SHORT EXERCISE:
Please identify each line below that contains the word "metal" and copy every one of them.
─── LISTING ───
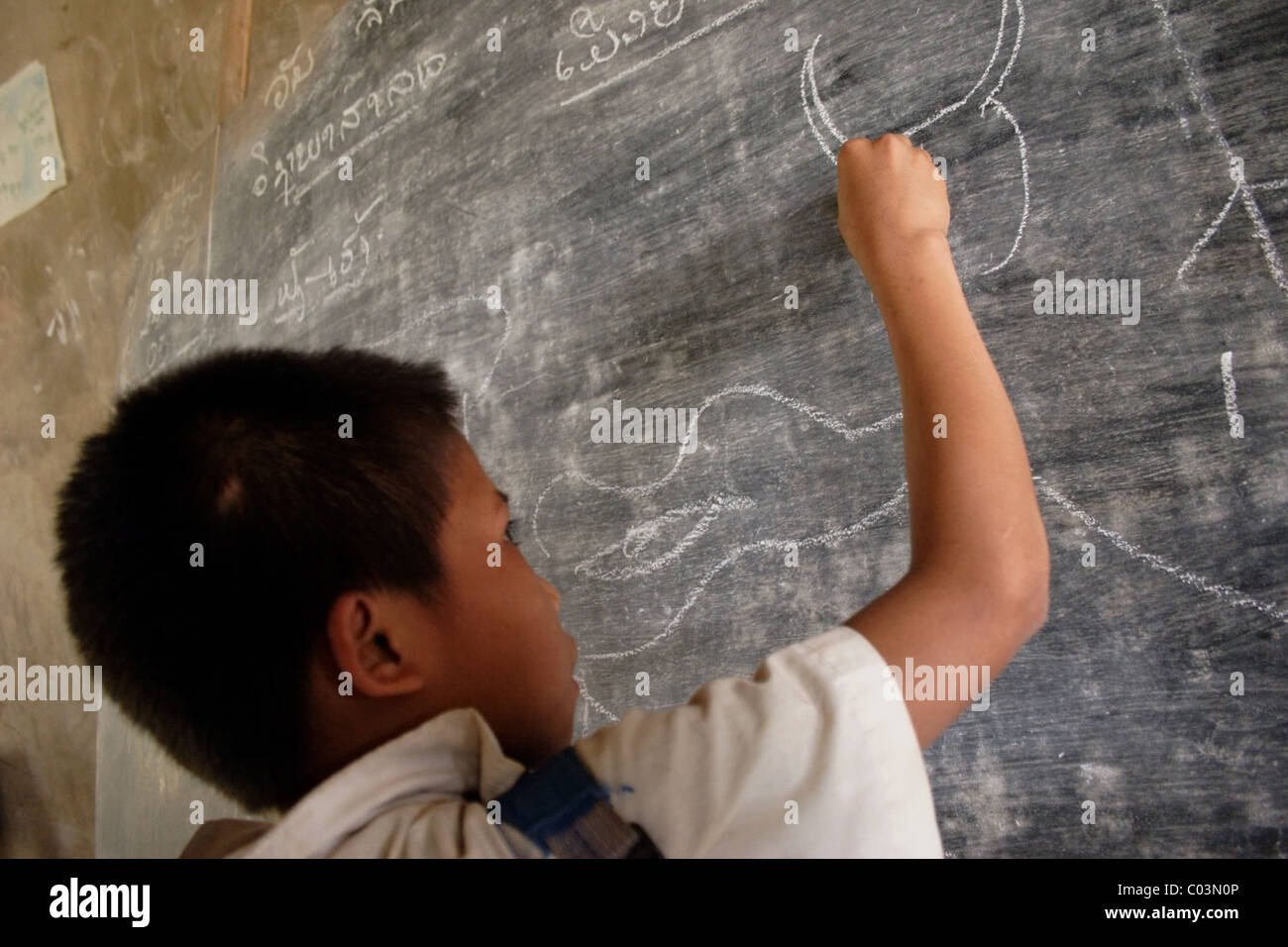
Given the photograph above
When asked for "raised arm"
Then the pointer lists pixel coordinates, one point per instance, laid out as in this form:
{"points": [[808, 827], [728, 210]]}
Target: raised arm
{"points": [[977, 585]]}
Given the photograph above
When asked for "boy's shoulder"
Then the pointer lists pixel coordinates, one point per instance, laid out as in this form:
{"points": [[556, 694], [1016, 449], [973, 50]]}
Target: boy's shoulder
{"points": [[809, 757]]}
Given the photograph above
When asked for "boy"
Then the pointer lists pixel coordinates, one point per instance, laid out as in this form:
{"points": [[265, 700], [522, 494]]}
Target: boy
{"points": [[312, 622]]}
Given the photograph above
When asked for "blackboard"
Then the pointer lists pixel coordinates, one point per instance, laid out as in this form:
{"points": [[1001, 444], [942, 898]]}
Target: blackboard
{"points": [[498, 219]]}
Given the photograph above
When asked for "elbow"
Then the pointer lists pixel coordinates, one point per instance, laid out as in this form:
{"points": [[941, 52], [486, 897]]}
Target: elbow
{"points": [[1022, 591]]}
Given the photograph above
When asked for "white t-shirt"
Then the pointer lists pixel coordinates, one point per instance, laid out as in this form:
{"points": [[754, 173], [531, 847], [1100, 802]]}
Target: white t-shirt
{"points": [[809, 758]]}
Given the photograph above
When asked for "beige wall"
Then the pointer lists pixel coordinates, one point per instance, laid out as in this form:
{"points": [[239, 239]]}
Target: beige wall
{"points": [[133, 106]]}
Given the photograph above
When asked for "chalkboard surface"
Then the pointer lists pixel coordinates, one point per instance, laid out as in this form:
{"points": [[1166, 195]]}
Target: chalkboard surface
{"points": [[634, 202]]}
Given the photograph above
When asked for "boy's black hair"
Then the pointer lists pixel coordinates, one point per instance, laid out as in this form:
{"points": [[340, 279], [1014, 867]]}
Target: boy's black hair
{"points": [[243, 453]]}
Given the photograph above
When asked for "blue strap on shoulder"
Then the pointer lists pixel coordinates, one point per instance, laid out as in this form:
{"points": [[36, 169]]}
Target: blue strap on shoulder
{"points": [[567, 813]]}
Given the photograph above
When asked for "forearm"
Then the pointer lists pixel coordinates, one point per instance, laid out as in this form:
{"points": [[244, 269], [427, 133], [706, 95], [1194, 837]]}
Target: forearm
{"points": [[973, 506]]}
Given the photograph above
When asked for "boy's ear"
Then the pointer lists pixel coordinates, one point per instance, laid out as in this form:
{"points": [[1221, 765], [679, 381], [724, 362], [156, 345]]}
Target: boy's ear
{"points": [[374, 635]]}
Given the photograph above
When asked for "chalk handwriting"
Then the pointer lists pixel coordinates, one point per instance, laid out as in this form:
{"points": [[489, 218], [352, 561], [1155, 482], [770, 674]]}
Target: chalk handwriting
{"points": [[287, 78], [355, 257], [370, 16], [587, 26], [321, 144]]}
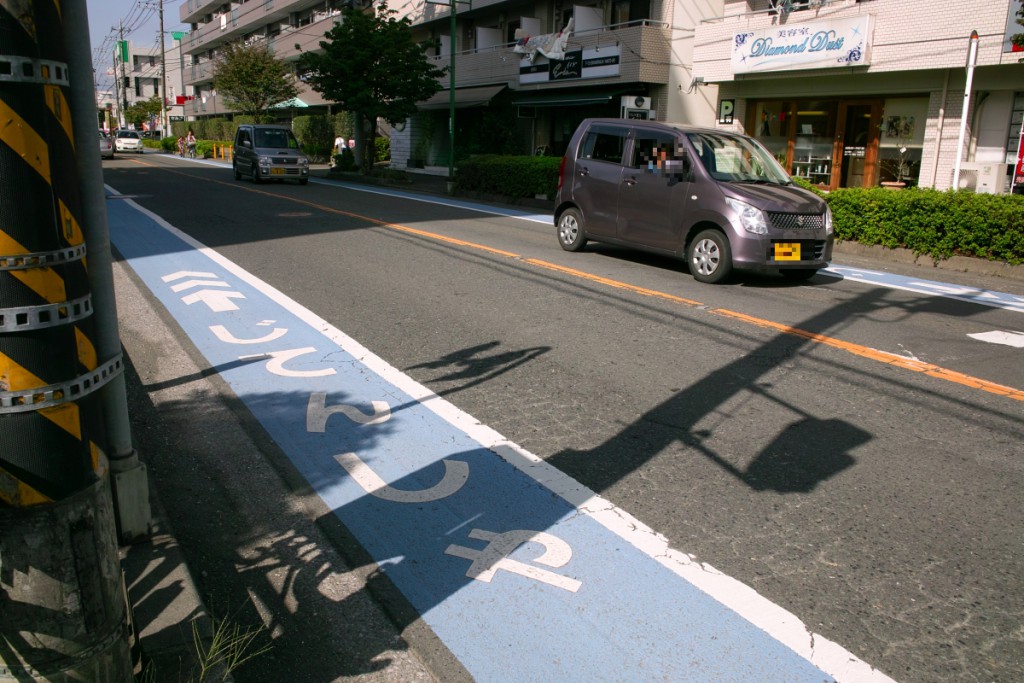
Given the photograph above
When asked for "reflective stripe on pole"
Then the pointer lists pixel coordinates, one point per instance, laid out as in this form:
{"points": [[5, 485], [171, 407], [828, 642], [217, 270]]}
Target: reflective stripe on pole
{"points": [[51, 427]]}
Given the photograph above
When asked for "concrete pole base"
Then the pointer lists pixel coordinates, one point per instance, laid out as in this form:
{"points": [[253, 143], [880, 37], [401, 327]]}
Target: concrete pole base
{"points": [[64, 612], [131, 498]]}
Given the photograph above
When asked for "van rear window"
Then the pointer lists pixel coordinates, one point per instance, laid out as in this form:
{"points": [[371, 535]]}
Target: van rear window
{"points": [[606, 144]]}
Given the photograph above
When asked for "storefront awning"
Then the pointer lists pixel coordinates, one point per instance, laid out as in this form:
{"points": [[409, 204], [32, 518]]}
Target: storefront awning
{"points": [[294, 102], [565, 98], [479, 96]]}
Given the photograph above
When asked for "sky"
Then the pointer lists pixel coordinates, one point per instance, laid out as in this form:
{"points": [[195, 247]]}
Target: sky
{"points": [[140, 22]]}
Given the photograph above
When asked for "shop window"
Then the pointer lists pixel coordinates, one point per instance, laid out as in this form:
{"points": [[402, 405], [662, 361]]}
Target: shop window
{"points": [[603, 144], [510, 30], [815, 135]]}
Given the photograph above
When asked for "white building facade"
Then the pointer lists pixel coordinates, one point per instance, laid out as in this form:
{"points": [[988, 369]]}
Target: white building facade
{"points": [[853, 93]]}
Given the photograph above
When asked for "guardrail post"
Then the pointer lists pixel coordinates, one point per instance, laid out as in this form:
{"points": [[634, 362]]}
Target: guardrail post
{"points": [[62, 608]]}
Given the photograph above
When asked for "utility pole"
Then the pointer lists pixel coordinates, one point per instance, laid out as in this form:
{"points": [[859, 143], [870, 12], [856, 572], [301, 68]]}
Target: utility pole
{"points": [[972, 58], [64, 614], [123, 48], [164, 123]]}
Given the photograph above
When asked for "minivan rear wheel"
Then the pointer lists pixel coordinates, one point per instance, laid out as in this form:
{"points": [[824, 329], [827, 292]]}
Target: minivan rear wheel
{"points": [[799, 274], [570, 233], [709, 257]]}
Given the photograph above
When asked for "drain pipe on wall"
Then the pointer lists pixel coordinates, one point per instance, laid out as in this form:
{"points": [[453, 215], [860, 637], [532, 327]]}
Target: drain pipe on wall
{"points": [[972, 57]]}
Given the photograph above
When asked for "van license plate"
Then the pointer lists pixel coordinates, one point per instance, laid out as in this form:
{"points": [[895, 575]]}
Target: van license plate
{"points": [[786, 251]]}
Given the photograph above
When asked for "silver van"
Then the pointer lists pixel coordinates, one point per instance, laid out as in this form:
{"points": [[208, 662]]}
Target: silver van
{"points": [[265, 152], [717, 199]]}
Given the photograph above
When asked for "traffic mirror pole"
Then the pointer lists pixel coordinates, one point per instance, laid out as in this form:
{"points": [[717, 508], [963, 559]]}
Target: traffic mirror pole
{"points": [[130, 482]]}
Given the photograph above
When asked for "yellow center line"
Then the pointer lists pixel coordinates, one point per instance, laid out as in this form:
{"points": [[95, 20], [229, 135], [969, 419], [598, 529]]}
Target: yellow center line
{"points": [[856, 349]]}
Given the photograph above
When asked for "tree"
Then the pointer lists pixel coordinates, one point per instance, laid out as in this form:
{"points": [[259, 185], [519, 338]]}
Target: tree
{"points": [[371, 67], [252, 80]]}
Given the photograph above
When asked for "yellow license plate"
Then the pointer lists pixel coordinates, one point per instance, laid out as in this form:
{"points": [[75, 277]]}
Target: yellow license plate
{"points": [[787, 251]]}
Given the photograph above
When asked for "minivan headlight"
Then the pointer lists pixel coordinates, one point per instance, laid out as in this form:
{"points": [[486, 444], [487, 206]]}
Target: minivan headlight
{"points": [[752, 219]]}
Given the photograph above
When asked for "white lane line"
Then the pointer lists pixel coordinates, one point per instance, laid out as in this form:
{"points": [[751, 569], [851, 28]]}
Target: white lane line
{"points": [[778, 623], [1015, 339]]}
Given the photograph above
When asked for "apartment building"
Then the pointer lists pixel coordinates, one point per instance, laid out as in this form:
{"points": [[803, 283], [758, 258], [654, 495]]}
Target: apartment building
{"points": [[844, 92], [138, 77], [853, 93], [622, 54]]}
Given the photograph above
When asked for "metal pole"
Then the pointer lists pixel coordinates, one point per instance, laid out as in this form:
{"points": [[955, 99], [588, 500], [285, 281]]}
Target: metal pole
{"points": [[971, 58], [164, 122], [131, 488], [1019, 166], [123, 47]]}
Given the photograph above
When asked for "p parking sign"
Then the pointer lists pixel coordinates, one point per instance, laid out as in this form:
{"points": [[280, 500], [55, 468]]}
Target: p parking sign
{"points": [[725, 110]]}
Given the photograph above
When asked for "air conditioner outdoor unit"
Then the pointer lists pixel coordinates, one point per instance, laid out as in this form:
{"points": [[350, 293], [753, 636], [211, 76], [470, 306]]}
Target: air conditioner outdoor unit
{"points": [[984, 177], [636, 102]]}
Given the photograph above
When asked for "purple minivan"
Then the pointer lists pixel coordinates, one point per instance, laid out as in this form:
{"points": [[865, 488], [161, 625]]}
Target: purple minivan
{"points": [[717, 199]]}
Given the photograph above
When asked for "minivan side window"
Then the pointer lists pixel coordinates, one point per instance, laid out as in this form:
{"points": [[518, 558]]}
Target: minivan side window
{"points": [[651, 151], [602, 143]]}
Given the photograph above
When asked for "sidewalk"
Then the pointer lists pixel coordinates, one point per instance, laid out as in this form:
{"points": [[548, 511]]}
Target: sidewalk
{"points": [[181, 410]]}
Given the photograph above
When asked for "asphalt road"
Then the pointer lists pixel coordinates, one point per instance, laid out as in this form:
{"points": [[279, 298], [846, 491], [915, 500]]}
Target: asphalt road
{"points": [[754, 424]]}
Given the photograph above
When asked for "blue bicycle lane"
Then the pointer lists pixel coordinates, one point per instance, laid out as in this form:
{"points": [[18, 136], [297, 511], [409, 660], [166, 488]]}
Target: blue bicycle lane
{"points": [[521, 571]]}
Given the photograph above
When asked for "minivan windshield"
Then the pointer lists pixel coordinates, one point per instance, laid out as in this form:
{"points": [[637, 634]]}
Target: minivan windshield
{"points": [[275, 138], [736, 159]]}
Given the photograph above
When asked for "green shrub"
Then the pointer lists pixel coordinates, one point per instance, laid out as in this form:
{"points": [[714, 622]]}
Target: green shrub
{"points": [[514, 177], [345, 161], [315, 134], [933, 223]]}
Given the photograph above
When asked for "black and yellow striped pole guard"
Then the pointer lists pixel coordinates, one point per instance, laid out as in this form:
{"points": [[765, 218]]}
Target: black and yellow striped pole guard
{"points": [[51, 428]]}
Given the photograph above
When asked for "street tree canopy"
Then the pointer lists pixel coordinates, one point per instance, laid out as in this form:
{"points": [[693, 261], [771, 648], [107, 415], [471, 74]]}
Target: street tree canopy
{"points": [[251, 80], [371, 67]]}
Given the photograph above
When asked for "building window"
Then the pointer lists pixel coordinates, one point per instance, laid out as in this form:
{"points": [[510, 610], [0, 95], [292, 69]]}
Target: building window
{"points": [[604, 144]]}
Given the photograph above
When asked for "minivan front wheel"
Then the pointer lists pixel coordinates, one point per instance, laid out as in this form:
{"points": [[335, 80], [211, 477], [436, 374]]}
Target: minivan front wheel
{"points": [[709, 257], [570, 230]]}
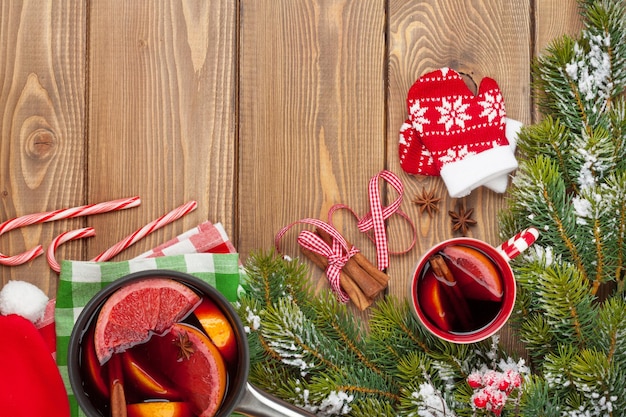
───
ANSWER TO THIS TASK:
When asked for "metal pole"
Target: metal pole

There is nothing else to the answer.